*WORK INSTRUCTION A*
According to the text, in which book did a commenter find Donald Hall's essay "Goatfoot, Milktongue and Twinbird"?
*WORK INSTRUCTION B*
Quote the text from "Don’t know if" up to and including "myself to me.".

*PASSAGE*

BEGIN

Hubris is hard to own in its breaking down
to a simplicity of matter, as if cells were stones,
small ones, collectively tall enough to threaten heaven
and make gods nervous.
After falling I stack, borrowed piece by borrowed piece
a remembered me, self-made without blueprints.
I use the words my mother taught:
shoe, leather, cup, mouth. It is not the sound
or the thing that’s misspoken;
it is the combination of need and tongue,
air and want that is not understood.
How else explain
why I am always translating myself
into common language?
So, I just finished Donald Hall’s essay “Goatfoot, Milktongue and Twinbird” and first I found Twinbird in Mark Redford’s latest and now I find Milktongue in this…
You:
“it is the combination of need and tongue,
air and want that is not understood.”
D. Hall:
“His small toungue curls around the sounds, the way his tongue warms with the tiny thread of milk that he pulls from his mother. This is Milktongue, and in poetry it is the deep and primitive pleasure of vowels in the mouth, of assonance and of holds on long adjacent vowels; of consonance, mmmm, and alliteration.”
Couldn’t help but share. Can’t get Hall’s book anymore, I don’t think, but I found this essay in “A Field Guide to Contemporary Poetry and Poetics”–Great Book!
Oh, JCC, PLEASE, PLEASE share gems like these. Loved the passage so much. I might have to cruise used bookstores for a copy. I am taking my editor’s suggestion and tweaking the first stanza.
Don’t know if you do Amazon, but that’s where I found it:
http://www.amazon.com/FIELD-Guide-Contemporary-Poetry-Poetics/dp/0932440770/ref=sr_1_1?ie=UTF8&qid=1365705179&sr=8-1&keywords=field+guide+to+contemporary+poetry+%26+poetics
Oh, I “do” Amazon more than I do my husband 😉 … By which I mean we have a more communicative relationship, heh, heh.
Wonderful, and thanks!
… ‘er … ‘common language’? I think not 😀
Polly, you are too sweet 😉
Thank you!
you inspire me…
Yay! Can’t wait to see what you do!
Transfixing.
Thanks, Paul.
This is so relevant and to me, a perfect poem for most poets! Applause !
DEbbie, you are a sweetheart–thank you so much for your comments.
Nice… and I can’t help but wonder why I’m always trying to translate myself to me.
You do that too?
My whole life. Perhaps the first perk of afterlife is answering ‘WTF was I thinking?’
Hahaha–you have quite the salient point there, Nelle.

END

(Data drawn from a collection)
BEGIN

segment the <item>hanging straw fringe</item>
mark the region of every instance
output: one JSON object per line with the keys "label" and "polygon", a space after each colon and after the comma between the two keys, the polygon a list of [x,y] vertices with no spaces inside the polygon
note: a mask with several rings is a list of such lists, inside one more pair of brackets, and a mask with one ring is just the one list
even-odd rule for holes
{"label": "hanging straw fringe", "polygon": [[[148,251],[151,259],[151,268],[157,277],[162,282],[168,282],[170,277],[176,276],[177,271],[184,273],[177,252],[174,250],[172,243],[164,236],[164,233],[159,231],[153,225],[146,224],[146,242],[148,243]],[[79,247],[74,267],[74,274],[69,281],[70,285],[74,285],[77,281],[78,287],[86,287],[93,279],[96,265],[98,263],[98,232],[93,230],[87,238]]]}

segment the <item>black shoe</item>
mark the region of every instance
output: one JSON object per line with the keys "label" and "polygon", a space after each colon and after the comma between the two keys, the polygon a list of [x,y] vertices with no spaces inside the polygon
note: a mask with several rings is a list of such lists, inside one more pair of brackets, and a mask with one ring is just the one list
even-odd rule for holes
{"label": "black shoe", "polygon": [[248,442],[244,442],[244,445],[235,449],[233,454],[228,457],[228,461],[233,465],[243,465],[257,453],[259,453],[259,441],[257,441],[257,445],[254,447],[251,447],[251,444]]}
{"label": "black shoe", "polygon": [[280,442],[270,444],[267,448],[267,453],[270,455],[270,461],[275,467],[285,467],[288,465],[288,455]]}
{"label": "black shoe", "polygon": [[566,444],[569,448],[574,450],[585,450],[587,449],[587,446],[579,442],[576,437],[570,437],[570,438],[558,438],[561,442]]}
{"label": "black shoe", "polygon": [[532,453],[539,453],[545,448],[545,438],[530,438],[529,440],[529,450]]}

END

*WRITTEN RESPONSE A*
"A Field Guide to Contemporary Poetry and Poetics"

*WRITTEN RESPONSE B*
Don’t know if you do Amazon, but that’s where I found it:
http://www.amazon.com/FIELD-Guide-Contemporary-Poetry-Poetics/dp/0932440770/ref=sr_1_1?ie=UTF8&qid=1365705179&sr=8-1&keywords=field+guide+to+contemporary+poetry+%26+poetics
Oh, I “do” Amazon more than I do my husband 😉 … By which I mean we have a more communicative relationship, heh, heh.
Wonderful, and thanks!
… ‘er … ‘common language’? I think not 😀
Polly, you are too sweet 😉
Thank you!
you inspire me…
Yay! Can’t wait to see what you do!
Transfixing.
Thanks, Paul.
This is so relevant and to me, a perfect poem for most poets! Applause !
DEbbie, you are a sweetheart–thank you so much for your comments.
Nice… and I can’t help but wonder why I’m always trying to translate myself to me.